◆ **Try it**:
Count how many lines in this material contain "bounding". The answer is that number alone.

◆ **Material for this task**:
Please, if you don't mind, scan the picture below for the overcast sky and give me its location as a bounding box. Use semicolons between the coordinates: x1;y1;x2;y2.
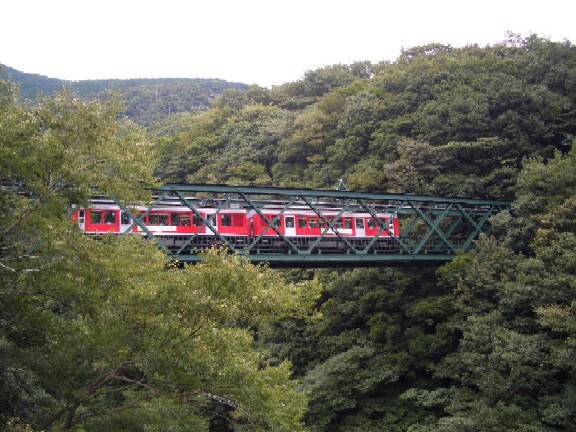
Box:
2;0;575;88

* * *

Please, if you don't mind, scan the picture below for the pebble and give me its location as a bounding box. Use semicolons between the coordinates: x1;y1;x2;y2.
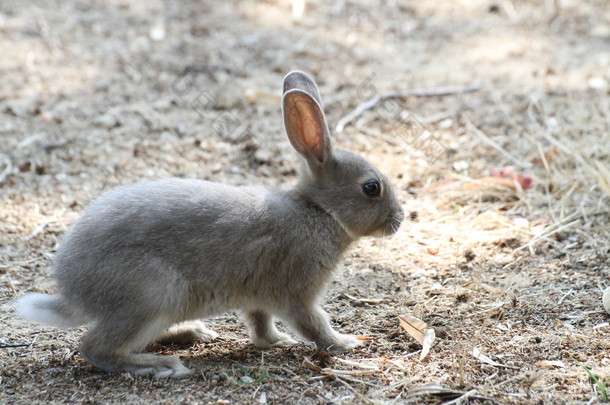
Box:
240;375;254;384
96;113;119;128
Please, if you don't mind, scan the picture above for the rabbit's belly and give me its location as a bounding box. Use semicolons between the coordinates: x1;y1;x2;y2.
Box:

◆ **Task response**:
3